### Text
# # #

Just as our project, Community Faces, made me a more open-minded person, it also made the world a better place by explaining to people who these immigrants are. Now our leaders know that each person has a story to share. I interviewed Nancy from Paris, France. Before meeting her, I thought Nancy was going to have a heavy French accent. But I was surprised when she spoke perfect English. I was also shocked to learn that when people thought she was a U.S. citizen because she looked white and sounded American, they felt they could talk negatively about immigrants. They also thought that her son was adopted because he had darker skin than her's, which was incredibly hurtful to her. Hearing Nancy's story made me realize that immigration is something people do. It's not all of who they are.
I think that students at other schools and adults in the United States should reach out to learn about other people in their communities because it is important not judge someone before you meet them. The word immigrant is a label, not a person. Sit down and talk to this person you call an immigrant; you might learn something about yourself as well as them.
'Teach the World to Love': Ayanna's Story
I practiced my speech over and over again, maybe 20 times in the one-hour car ride driving to the Connecticut Immigration Day celebration at the State Capitol. It was terrifying walking into the gigantic room with gold everywhere. Before giving my speech, I thought back to when I interviewed Luqman. I fought back tears as Luqman shared his story about living in Ghana. One thing that I learned from Luqman's story was that you shouldn't make stereotypes about people because your assumptions usually are not correct. If we keep working hard to share the human story of immigration, we can keep teaching the whole world to love and respect each other. At the Capitol, people really were captivated by our work. They even had stereotypes of what sixth graders could create. I was overjoyed to break those stereotypes by showing that sixth graders can and did do it. Our work makes a better world for the community because now immigrants can share their story and not have to be afraid. This project gave a voice to those who didn't know how to use it yet. If we can help change negative stereotypes as sixth graders, adults can do it too--if they're willing to work hard like us.
We Learn Deeply Together: Our Story
Through this project, we have all come to realize that getting smart to do good matters in our lives and in the lives of others. Before beginning our learning and teaching, we wanted to see if describing the human experience of immigration could help break the stereotypes we saw in our community. We had no idea what the outcome would be.
When we finished, we looked around and realized how influential our work has been in the lives of others. Our immigrant friends had been scared to share their stories even with a group of five sixth-graders. But in the end they became confident and inspired to tell their stories. And people listened! That started other conversations about human experiences of immigration with politicians, lawmakers, and other community members. People listened to them too. Newspapers, radio shows, television stations, and other community partners helped spread the word about our project.
And our impact is still continuing, even in this blog! This domino effect has truly opened all of our eyes to the power of community. Identifying a community problem, getting educated (by learning and listening), working tirelessly, and becoming active to solve the problem inspires others to do the same. It's as simple, and as hard, as that.

# # #

### Data extract
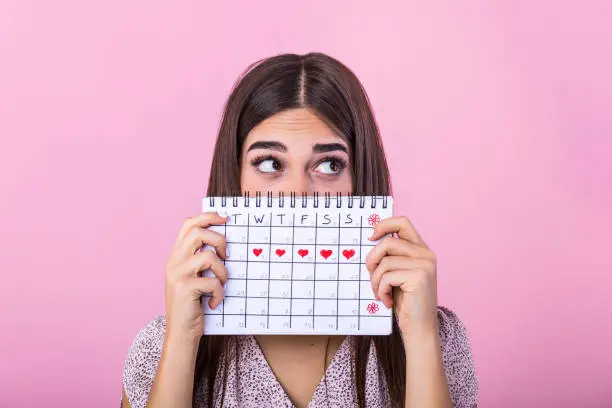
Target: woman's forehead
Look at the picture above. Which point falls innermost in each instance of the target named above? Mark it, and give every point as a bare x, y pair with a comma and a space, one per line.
298, 128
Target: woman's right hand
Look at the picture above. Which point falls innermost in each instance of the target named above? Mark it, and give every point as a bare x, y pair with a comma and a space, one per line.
184, 281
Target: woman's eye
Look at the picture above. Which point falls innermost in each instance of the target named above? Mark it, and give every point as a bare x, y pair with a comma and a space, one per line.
329, 167
269, 166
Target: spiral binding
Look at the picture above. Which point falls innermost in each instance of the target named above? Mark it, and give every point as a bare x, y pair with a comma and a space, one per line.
246, 199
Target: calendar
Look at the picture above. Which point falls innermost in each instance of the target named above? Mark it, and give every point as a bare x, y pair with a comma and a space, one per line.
296, 265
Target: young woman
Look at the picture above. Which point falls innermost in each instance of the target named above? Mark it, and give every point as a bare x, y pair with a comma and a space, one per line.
301, 124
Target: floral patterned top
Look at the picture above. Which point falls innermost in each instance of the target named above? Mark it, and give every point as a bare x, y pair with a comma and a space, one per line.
251, 382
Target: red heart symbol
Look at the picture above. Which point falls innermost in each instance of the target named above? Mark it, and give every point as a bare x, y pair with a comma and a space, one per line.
326, 253
348, 253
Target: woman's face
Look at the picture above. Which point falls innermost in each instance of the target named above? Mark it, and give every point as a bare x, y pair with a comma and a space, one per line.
295, 151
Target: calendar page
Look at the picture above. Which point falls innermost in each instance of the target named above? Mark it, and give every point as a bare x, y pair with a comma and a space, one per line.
296, 265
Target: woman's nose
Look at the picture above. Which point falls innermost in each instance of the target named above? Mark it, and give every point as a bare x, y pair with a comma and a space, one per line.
297, 183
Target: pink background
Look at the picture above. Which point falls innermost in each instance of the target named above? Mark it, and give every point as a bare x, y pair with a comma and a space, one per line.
495, 118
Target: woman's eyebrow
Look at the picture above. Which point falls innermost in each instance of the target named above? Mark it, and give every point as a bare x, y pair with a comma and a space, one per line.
271, 145
329, 147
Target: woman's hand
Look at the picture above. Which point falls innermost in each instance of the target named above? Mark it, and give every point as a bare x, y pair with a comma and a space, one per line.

# # #

### Tasks
a) In the Community Faces text, quote the stretch from "And our impact" through "hard, as that.".
b) According to the Community Faces text, where is Nancy from?
c) List every kind of outlet or partner that the Community Faces text says helped spread the word about the project.
The records have no connection to the Community Faces text.

### Per-task outputs
a)
And our impact is still continuing, even in this blog! This domino effect has truly opened all of our eyes to the power of community. Identifying a community problem, getting educated (by learning and listening), working tirelessly, and becoming active to solve the problem inspires others to do the same. It's as simple, and as hard, as that.

b) Paris, France.

c)
Newspapers
Radio shows
Television stations
Other community partners